▶ _Job_
Please transcribe the listing below in full and word for word, without its pictures.
* start Exercise input *
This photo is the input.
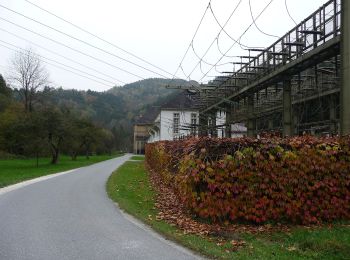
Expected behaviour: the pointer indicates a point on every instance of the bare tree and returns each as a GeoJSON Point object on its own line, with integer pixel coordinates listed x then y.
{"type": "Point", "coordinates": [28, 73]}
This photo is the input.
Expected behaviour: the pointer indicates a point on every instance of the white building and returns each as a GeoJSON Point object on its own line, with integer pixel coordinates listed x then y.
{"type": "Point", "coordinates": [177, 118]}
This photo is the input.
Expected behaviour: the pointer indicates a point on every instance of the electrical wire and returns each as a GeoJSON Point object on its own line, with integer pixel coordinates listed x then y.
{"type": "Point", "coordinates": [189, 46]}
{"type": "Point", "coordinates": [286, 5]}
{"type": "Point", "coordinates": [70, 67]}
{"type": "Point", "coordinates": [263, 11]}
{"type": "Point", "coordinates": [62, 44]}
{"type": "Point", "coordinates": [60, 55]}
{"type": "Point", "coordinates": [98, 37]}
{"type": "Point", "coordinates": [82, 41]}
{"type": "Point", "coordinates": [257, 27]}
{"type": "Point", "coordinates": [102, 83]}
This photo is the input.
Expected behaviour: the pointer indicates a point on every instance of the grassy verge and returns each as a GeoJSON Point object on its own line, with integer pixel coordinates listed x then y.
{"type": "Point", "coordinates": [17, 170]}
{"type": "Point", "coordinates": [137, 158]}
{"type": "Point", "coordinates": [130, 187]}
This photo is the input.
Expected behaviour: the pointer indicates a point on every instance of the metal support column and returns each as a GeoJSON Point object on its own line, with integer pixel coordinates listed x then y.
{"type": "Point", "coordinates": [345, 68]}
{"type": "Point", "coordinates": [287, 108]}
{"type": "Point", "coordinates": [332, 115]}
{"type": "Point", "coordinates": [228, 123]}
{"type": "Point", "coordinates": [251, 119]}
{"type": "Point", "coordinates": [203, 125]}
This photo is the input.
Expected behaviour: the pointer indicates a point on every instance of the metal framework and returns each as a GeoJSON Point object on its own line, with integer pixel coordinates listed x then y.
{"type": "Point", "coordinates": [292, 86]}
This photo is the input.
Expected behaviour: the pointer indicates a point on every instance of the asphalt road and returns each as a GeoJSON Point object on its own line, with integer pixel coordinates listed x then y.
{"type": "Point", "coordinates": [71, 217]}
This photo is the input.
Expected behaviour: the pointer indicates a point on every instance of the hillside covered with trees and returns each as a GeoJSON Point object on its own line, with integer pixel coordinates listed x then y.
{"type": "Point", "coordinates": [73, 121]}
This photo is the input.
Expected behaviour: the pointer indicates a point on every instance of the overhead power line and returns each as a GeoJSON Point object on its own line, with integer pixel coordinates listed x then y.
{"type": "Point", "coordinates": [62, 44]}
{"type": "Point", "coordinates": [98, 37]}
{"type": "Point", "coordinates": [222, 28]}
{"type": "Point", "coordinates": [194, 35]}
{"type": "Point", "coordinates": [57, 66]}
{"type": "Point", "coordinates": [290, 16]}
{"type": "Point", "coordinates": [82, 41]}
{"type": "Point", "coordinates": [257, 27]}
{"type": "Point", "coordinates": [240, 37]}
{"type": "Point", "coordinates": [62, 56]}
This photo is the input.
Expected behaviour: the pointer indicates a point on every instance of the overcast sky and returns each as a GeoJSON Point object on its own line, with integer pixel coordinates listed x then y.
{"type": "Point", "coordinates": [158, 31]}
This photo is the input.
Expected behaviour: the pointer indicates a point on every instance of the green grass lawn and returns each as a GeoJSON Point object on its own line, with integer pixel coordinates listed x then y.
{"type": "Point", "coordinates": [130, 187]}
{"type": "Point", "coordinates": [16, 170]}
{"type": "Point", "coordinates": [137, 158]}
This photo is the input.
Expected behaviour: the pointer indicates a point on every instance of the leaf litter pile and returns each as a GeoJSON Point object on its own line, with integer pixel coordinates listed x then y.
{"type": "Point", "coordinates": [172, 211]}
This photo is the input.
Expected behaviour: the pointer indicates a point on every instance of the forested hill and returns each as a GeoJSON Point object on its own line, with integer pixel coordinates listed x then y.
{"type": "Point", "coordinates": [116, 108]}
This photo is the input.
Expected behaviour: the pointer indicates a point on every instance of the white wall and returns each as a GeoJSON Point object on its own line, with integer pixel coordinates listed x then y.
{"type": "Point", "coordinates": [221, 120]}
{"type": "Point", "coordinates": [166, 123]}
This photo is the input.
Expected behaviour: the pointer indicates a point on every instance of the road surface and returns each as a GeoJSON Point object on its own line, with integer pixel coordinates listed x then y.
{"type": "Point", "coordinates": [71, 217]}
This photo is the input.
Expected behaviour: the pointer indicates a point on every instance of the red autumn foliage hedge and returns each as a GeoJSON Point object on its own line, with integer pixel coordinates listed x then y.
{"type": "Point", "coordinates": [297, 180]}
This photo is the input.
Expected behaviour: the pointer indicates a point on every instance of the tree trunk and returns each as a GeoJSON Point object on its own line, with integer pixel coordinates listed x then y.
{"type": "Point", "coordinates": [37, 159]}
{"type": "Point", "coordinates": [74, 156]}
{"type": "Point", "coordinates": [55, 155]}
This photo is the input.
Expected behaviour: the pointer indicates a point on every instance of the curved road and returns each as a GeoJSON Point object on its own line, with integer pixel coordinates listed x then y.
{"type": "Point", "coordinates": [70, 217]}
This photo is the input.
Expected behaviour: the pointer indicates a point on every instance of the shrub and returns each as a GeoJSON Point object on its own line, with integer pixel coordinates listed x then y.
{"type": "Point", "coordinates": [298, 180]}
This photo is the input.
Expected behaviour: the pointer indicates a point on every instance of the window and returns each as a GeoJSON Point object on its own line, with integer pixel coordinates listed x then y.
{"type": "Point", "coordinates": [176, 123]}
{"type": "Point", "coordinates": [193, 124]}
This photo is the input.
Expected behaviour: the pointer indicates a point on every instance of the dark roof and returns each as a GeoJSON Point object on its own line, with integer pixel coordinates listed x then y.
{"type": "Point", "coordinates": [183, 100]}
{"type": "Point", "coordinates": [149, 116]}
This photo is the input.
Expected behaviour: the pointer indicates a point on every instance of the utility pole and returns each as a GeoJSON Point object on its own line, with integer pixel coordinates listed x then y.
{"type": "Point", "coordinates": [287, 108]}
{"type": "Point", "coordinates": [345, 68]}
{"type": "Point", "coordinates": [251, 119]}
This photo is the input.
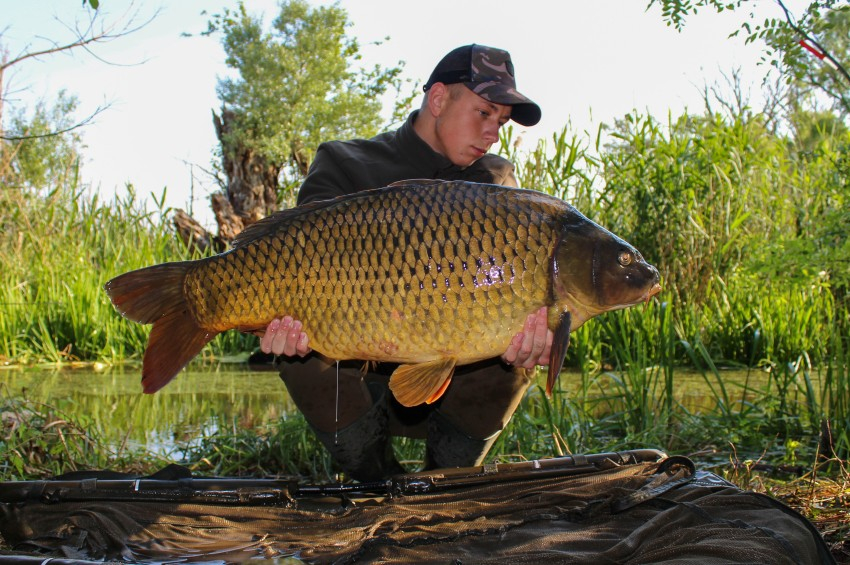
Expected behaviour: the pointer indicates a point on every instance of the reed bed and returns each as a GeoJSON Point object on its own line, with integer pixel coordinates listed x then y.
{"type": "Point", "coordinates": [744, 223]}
* end Exercise input *
▶ _Correct response_
This photo is the input.
Expected behaviour: the pointer indicates a point on every instance of the bare tree and returns each as a GeoJSON Point object on its own line, with integer pixel coordinates listed x then y.
{"type": "Point", "coordinates": [28, 73]}
This photo is the input.
Expected behaviour: the pointer indicates a point on every instance of the white building and returns each as a GeoJSON Point object on its own line, with integer pixel coordinates listed x then y.
{"type": "Point", "coordinates": [177, 118]}
This photo is the input.
Expected behaviour: the pointer indicates a point on every instance of the electrical wire and returns each as a GeoJSON Point object on its own line, with integer pixel coordinates listed x then y.
{"type": "Point", "coordinates": [189, 46]}
{"type": "Point", "coordinates": [286, 5]}
{"type": "Point", "coordinates": [70, 67]}
{"type": "Point", "coordinates": [263, 11]}
{"type": "Point", "coordinates": [62, 44]}
{"type": "Point", "coordinates": [60, 55]}
{"type": "Point", "coordinates": [98, 37]}
{"type": "Point", "coordinates": [82, 41]}
{"type": "Point", "coordinates": [257, 27]}
{"type": "Point", "coordinates": [102, 83]}
This photo is the input.
Expected behaviour: the pointer indicates a point on every instance of the grassy verge and returns each as a GeoJSON Point object on its own line, with integer pixel coordinates listed x then y.
{"type": "Point", "coordinates": [17, 170]}
{"type": "Point", "coordinates": [137, 158]}
{"type": "Point", "coordinates": [130, 187]}
This photo is the input.
Expected behaviour: the pointer indicates a point on every instance of the metal support column and returns each as a GeoJSON Point object on its own line, with integer pixel coordinates listed x then y.
{"type": "Point", "coordinates": [345, 68]}
{"type": "Point", "coordinates": [287, 108]}
{"type": "Point", "coordinates": [332, 115]}
{"type": "Point", "coordinates": [228, 123]}
{"type": "Point", "coordinates": [251, 119]}
{"type": "Point", "coordinates": [203, 125]}
This photo is the input.
Expected behaviour: the pointer indicates a point on every instance of the metal framework and returns each as a GeoJSON Point object on its own line, with integer pixel coordinates listed x then y.
{"type": "Point", "coordinates": [292, 86]}
This photo is the input.
Expected behaviour: the pointer indicates a point on every instance of the asphalt road and returns each as a GeoJSON Point object on its own line, with integer pixel coordinates listed x then y.
{"type": "Point", "coordinates": [71, 217]}
This photo is the input.
Expected behaviour: the pointer indicates a point on every instance of the hillside covered with trees and returns each as a GeoJSON Point object on its own line, with integer pixel coordinates listed x then y.
{"type": "Point", "coordinates": [73, 121]}
This photo is the input.
Expected behaviour: the pointer indicates a point on every instance of the overhead power line and returns each as a GeoJSON Point object on its own line, with integer pixel coordinates listed x then y.
{"type": "Point", "coordinates": [62, 44]}
{"type": "Point", "coordinates": [98, 37]}
{"type": "Point", "coordinates": [222, 28]}
{"type": "Point", "coordinates": [194, 35]}
{"type": "Point", "coordinates": [57, 66]}
{"type": "Point", "coordinates": [290, 16]}
{"type": "Point", "coordinates": [82, 41]}
{"type": "Point", "coordinates": [257, 27]}
{"type": "Point", "coordinates": [240, 37]}
{"type": "Point", "coordinates": [62, 56]}
This photo is the input.
Expected behaviour: the pointer indicates a point on every instance of the overcast sky and returns each as a GeoJSON Point object on its own line, with integer pixel coordinates listed x then y.
{"type": "Point", "coordinates": [158, 31]}
This photo is the input.
Expected behaviour: the pointer indicates a point on every instance of the green grass lawn and returns each as a GeoJSON Point object on its own line, with integer pixel coordinates listed x then y.
{"type": "Point", "coordinates": [130, 187]}
{"type": "Point", "coordinates": [16, 170]}
{"type": "Point", "coordinates": [137, 158]}
This photo is the input.
Expected behaviour: the pointer indicates a point on every instance of the leaf litter pile and returns each as a GeoJSON Point object on its own line, with integer pixel coordinates listed x then y.
{"type": "Point", "coordinates": [172, 211]}
This photo is the input.
Expected behaviour: the pointer indicates a point on every instance of the forested hill and returns each as a GeoJSON Point object on its own line, with integer pixel coordinates listed x then y.
{"type": "Point", "coordinates": [116, 108]}
This photo is the input.
Expected behaviour: the pointer indicates a point on every instance of the white wall and returns each as a GeoJSON Point object on its own line, with integer pixel coordinates listed x then y.
{"type": "Point", "coordinates": [221, 120]}
{"type": "Point", "coordinates": [166, 123]}
This photo is the input.
Expected behaviour: the pointer indicates a point on every instance of the road surface and returns each as a GeoJSON Point object on its own line, with integer pixel coordinates listed x then y.
{"type": "Point", "coordinates": [71, 217]}
This photo is the input.
Expected behaviour: the pointer indicates a point on every instance of the red autumn foliage hedge and returns each as a GeoJSON Point object on its own line, with integer pixel coordinates listed x then y.
{"type": "Point", "coordinates": [297, 180]}
This photo is the input.
Expected behaviour: the pointer indicates a point on every instance of the tree trunk and returns each as a GeoJSON Point object on its own line, with integer pixel coordinates listed x then y.
{"type": "Point", "coordinates": [37, 159]}
{"type": "Point", "coordinates": [74, 156]}
{"type": "Point", "coordinates": [55, 155]}
This photo is the input.
Expected behaviour: the pointer indicates a point on every instance of the curved road and returns each as a GeoJSON Point object on its own line, with integer pixel coordinates listed x then y.
{"type": "Point", "coordinates": [70, 217]}
This photo is the input.
Expected behaviour: the pointer indicates a point on every instance of the shrub and returns each as a GeoJSON Point object on its own line, with integer pixel coordinates listed x then y.
{"type": "Point", "coordinates": [298, 180]}
This photo is the input.
Expected behaviour: the pointer indicates a point on every instance of the window and returns each as a GeoJSON Point object on its own line, with integer pixel coordinates listed x then y.
{"type": "Point", "coordinates": [176, 123]}
{"type": "Point", "coordinates": [193, 124]}
This photo is the input.
Expected behaviour: the pointer indicates a point on every instance of the dark roof and returns each as a GeoJSON Point object on its own line, with integer pixel coordinates listed x then y.
{"type": "Point", "coordinates": [183, 100]}
{"type": "Point", "coordinates": [149, 116]}
This photo is the input.
Expected behaviour: the pointer indicates a point on every instance of the utility pole and returns each as a GeoJSON Point object on its own line, with integer pixel coordinates listed x then y.
{"type": "Point", "coordinates": [287, 108]}
{"type": "Point", "coordinates": [345, 68]}
{"type": "Point", "coordinates": [251, 119]}
This photo is the input.
Expected behaviour: the pointer indicates a point on every instance of the reed bed and returns each as a GeoJSON Point object on its own line, with integer pixel coordinates listed x then y.
{"type": "Point", "coordinates": [744, 223]}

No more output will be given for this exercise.